# Data excerpts start

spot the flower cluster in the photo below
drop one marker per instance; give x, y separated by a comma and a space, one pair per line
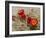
28, 21
31, 21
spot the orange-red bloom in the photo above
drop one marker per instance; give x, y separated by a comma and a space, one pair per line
32, 21
21, 14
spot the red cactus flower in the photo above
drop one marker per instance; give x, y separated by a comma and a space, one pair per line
21, 14
13, 18
32, 21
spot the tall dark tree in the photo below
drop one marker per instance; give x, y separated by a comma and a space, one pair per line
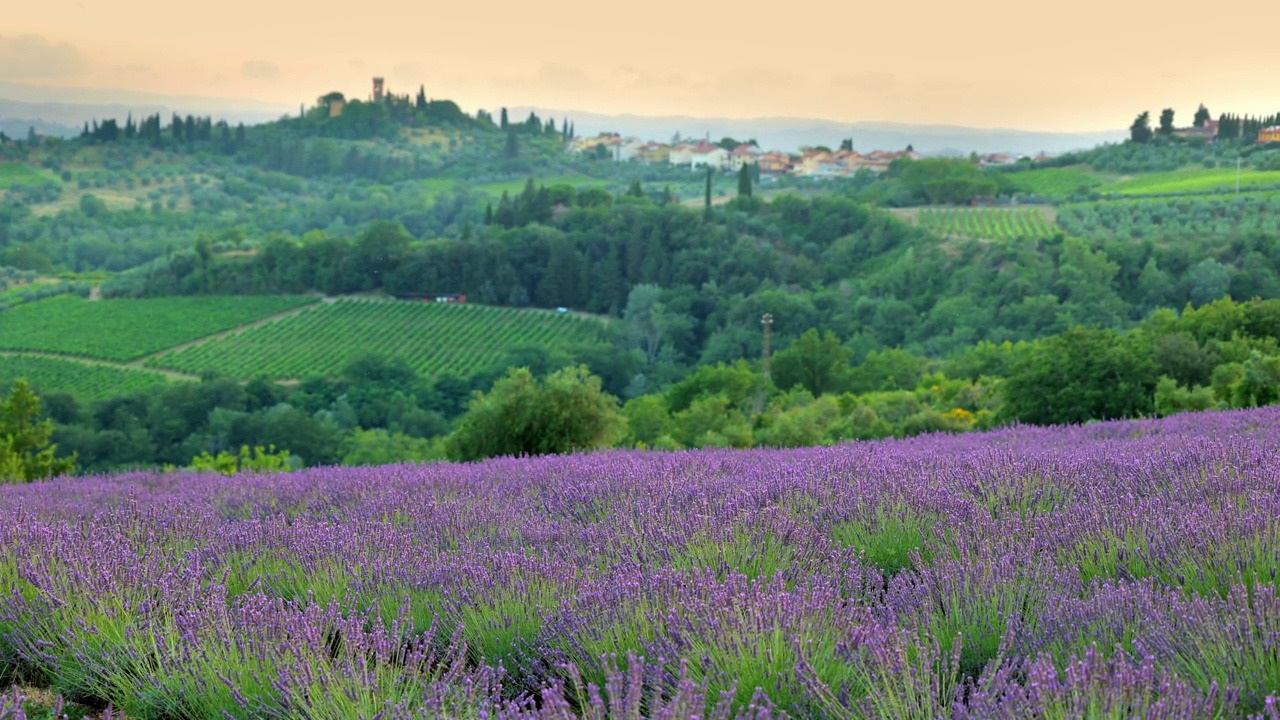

# Data excerpts end

● **Problem**
Please rewrite every line of the records above, requests included, and add -70 to each coordinate in the answers. Leave out the pictures.

● **Problem solution**
spot the flower cluster in the photo below
drop one marker per instance; give x, y separated by a comma and a space, one pair per line
-42, -49
-39, -49
spot the orange-red bloom in the photo above
drop one marker per instance; give x, y separated by a comma and a space, one pair per line
-38, -49
-49, -56
spot the red cactus flower in the photo above
drop one marker per instance; give x, y separated by a comma and a space, one pair per line
-49, -56
-57, -52
-38, -49
spot the tall dark tree in the photo below
drop one marker per instance; give x, y separated by a comma and a space, one pair per line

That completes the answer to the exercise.